*** Supplied text
But the rising cost of living has put borrowers in a tight spot, especially with official data showing inflation last year handed workers the worst inflation-adjusted pay cut in a decade.
Government data shows real wages — a measure of income after accounting for the cost of goods and services people buy shrank by 3.83 per cent last year to add to the 1.4 per cent decline posted in 2020.
The inflation-adjusted pay cuts have put a strain on household budgets and made it strenuous thing to repay loans, especially as the latest round of rise in cost of living threatens to surpass State desired upper target of 7.5 per cent.
Commodities such as cooking oil, fuel, cooking gas, wheat flour and maize floor have all seen major rises, making it strenuous for households to run balanced budgets.
Many people have now turned to mobile loans to make ends meet, further condemning them into a debt trap.
Kenyans for instance borrowed Sh9.67 billion weekly via Safaricom’s overdraft service Fuliza in the year ended March 2022, according to the telco’s data.
Safaricom disclosed that the value of disbursements via the service hit Sh502.6 billion in the financial year ended March 2022, up from Sh351.2 billion that had been disbursed in the previous financial year. The latest overdrafts translate to Sh9.7 billion weekly borrowing between April last year and March this year — a 43.1 per cent rise when compared to Sh6.75 in the preceding similar period of 2020/2021.
******
*** Given information
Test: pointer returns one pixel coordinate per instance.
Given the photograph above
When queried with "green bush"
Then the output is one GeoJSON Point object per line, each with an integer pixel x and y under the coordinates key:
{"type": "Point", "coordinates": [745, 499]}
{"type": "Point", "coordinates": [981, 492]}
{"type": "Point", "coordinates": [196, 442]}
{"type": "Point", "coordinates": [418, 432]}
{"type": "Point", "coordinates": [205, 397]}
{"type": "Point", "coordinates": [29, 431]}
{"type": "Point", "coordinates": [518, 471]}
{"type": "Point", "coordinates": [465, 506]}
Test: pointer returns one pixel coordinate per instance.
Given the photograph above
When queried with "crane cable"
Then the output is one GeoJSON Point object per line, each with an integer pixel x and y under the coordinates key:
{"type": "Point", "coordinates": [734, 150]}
******
**Directions:**
A – What do these three facts from the passage on borrowing and the cost of living say?
(i) By what percentage did real wages shrink last year?
(ii) What is the State's desired upper target mentioned for the rise in cost of living?
(iii) What was the value of disbursements via Fuliza in the financial year ended March 2022?
B – Can you set down the stretch of the passage on borrowing and the cost of living from "But the rising" through "posted in 2020."?

**Answers by item number:**
A –
(i) 3.83 per cent
(ii) 7.5 per cent
(iii) Sh502.6 billion

B –
But the rising cost of living has put borrowers in a tight spot, especially with official data showing inflation last year handed workers the worst inflation-adjusted pay cut in a decade.
Government data shows real wages — a measure of income after accounting for the cost of goods and services people buy shrank by 3.83 per cent last year to add to the 1.4 per cent decline posted in 2020.